== 作業内容 ==
『外交とは何か』のまえがきにある次の一文を英語に訳しなさい。「そして、戦争はひとたび始まれば、容易には終わらない。」

== ページ本文 ==

2025 03/28
まえがき公開

『外交とは何か』 まえがき

『外交とは何か』(小原雅博、2025年3月刊)

米中の覇権争い、あいつぐ戦争。試練の時代に日本外交はどこへ、どう向かうべきか。本書が探るのは戦争をせず平和的に問題を解決するための要諦である。現実主義と理想主義、地政学と戦略論などの理論、E・H・カーやキッシンジャーらの分析に学ぶ。また陸奥宗光、小村寿太郎、幣原喜重郎、吉田茂、そして安倍晋三らの歩みから教訓を導く。元外交官の実践的な視点から、外交センスのある国に向けた指針を示す。


『外交とは何か 不戦不敗の要諦』の 「まえがき」を公開します。


 ナチスドイツがチェコスロバキアを併合した1939年3月、ソ連封じ込め政策で知られた米国の外交官ジョージ・ケナンは、首都プラハの米国公使館に勤務していた。第二次世界大戦が勃発する半年前である。彼は、当時の欧州情勢を振り返って、「暗い雲が広がり、わけのわからない恐怖と胸騒ぎに満ちていた」と回顧している(『ジョージ・F・ケナン回顧録』)。

 そんな暗い雲が私たちの時代にも広がりつつある。

 ロシアによるウクライナ侵略は、欧州諸国を震撼させ、安全保障観を一変させた。平和主義を標榜してきたドイツは武器供与や国防費増に動き、中立政策を維持してきたフィンランドとスウェーデンは北大西洋条約機構(NATO)に加盟した。プーチン大統領は、タブーとされてきた「核の恫喝」さえ平然と行う。習近平国家主席や金正恩総書記もその効果を学んだに違いない。

 中東では、イスラム組織ハマスによる残虐な大規模テロ攻撃が起き、イスラエルが自衛権の行使として地下トンネルに潜むハマスを殲滅すべく、ガザ一帯を激しく空爆した。多数の子供を含む民間人が犠牲となり、水や食糧や医薬品も欠乏する人道危機となった。
 ユーラシア大陸の地政学的断層である東欧と中東で起きた戦争は、3つ目の断層たる東アジアにも暗い影を投げかける。台湾海峡、南シナ海、朝鮮半島などで常態化する軍事的緊張は、戦争へのエスカレーションと隣り合わせの危うさを感じさせる。

 歴史の教訓に学ぶなら、現状を放置するのは余りに危険だ。ケナンが抱いた恐怖や胸騒ぎを覚えるのは筆者だけではあるまい。第三次世界大戦の勃発さえあり得ないことではないと思う。それを危惧する者を悲観論者と笑って済ませられるほどに人間は賢明ではない。

 そして、戦争はひとたび始まれば、容易には終わらない。ニュース番組でロシアや中東の専門家は戦争が月単位で終わると予想したが、そうはならなかった。

== データ一覧 ==
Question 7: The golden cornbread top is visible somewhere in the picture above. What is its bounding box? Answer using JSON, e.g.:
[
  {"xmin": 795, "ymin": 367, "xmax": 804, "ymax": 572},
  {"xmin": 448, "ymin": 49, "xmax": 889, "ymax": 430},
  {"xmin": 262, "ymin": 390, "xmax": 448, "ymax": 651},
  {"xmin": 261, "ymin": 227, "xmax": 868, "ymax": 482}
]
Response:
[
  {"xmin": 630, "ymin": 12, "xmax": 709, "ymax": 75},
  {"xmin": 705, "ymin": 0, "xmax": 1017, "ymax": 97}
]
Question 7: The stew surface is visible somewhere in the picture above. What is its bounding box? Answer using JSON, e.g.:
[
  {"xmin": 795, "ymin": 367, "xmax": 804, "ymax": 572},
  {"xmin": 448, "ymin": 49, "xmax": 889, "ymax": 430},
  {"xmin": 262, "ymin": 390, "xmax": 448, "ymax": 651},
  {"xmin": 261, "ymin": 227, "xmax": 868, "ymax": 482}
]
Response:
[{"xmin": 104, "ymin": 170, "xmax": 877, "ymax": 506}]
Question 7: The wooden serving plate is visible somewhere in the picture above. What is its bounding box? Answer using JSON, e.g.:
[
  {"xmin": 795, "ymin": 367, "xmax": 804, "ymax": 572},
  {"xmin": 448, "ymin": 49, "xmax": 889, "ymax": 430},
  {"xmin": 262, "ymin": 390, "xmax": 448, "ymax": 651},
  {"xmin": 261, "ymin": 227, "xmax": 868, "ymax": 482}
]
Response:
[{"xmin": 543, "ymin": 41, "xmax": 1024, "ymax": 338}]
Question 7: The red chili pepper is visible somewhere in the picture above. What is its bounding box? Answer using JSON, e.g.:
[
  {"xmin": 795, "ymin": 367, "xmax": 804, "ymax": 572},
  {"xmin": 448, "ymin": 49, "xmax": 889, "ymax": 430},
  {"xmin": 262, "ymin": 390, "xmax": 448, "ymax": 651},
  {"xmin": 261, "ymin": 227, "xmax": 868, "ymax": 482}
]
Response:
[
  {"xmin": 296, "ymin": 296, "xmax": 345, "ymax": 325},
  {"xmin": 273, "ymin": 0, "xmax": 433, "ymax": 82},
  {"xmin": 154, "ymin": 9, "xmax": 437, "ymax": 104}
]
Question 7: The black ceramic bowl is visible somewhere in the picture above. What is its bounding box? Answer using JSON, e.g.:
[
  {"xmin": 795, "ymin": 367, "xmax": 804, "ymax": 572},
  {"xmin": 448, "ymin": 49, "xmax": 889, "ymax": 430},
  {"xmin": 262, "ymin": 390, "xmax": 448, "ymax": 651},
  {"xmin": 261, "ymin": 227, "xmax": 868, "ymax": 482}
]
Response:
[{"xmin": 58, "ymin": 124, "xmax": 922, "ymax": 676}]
--
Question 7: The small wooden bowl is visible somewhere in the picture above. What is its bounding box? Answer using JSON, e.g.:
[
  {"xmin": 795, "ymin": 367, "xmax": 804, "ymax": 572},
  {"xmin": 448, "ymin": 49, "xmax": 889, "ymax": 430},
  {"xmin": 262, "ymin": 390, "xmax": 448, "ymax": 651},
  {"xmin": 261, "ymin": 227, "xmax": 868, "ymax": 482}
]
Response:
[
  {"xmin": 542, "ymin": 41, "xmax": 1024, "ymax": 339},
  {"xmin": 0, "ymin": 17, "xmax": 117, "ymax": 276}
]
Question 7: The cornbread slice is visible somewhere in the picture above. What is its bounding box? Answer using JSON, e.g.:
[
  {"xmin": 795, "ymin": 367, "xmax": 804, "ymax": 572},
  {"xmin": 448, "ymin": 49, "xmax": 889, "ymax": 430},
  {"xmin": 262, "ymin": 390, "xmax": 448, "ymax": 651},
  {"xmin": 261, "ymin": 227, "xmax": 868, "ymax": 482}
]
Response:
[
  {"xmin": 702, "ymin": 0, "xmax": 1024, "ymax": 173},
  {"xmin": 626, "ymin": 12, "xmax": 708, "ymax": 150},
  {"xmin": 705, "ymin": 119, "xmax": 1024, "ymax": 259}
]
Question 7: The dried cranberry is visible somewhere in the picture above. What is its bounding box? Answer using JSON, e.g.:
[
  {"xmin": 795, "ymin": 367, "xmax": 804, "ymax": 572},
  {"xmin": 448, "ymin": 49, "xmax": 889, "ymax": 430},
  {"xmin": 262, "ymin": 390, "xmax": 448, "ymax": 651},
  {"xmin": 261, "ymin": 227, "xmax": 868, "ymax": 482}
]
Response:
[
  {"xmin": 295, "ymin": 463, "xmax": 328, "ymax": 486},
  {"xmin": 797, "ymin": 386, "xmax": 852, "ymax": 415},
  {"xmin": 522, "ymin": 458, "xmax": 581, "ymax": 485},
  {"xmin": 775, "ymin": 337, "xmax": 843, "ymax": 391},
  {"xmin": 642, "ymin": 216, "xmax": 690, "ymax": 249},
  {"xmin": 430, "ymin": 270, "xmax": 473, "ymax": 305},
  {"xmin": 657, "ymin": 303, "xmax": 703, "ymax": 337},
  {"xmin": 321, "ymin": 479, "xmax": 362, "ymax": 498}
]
* * *
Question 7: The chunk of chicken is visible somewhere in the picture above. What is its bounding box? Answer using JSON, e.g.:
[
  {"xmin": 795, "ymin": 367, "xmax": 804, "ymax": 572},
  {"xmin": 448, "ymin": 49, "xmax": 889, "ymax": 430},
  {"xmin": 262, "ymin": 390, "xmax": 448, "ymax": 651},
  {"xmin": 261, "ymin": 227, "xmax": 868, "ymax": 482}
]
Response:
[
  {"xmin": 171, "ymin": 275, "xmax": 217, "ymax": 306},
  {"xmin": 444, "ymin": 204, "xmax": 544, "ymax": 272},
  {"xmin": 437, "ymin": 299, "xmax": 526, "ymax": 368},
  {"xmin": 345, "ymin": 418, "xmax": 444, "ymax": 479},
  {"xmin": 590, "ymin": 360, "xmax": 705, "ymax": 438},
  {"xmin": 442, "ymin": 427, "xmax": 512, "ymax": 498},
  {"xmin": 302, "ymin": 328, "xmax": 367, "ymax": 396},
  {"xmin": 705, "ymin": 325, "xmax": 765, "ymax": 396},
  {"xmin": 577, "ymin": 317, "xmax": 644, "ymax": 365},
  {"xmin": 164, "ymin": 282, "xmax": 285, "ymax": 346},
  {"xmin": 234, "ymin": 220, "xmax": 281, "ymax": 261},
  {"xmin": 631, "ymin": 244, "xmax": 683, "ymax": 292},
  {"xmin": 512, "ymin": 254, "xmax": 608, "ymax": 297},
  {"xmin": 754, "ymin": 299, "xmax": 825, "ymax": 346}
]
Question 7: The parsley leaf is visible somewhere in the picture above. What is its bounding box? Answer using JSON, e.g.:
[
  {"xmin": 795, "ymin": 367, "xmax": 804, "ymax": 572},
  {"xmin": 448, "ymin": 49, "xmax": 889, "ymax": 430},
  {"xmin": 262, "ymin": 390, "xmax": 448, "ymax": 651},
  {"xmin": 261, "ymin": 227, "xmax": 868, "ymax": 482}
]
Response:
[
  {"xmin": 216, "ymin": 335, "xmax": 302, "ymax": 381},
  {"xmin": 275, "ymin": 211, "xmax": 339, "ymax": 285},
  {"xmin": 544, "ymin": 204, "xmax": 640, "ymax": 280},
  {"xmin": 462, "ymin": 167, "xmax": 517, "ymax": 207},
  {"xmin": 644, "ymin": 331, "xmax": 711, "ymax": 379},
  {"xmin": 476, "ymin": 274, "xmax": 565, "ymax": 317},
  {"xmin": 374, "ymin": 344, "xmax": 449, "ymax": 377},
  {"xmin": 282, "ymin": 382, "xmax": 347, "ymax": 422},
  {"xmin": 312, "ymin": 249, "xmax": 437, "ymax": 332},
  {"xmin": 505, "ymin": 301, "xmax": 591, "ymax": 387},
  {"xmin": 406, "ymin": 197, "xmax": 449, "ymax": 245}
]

== 最終解答 ==
And once a war begins, it does not end easily.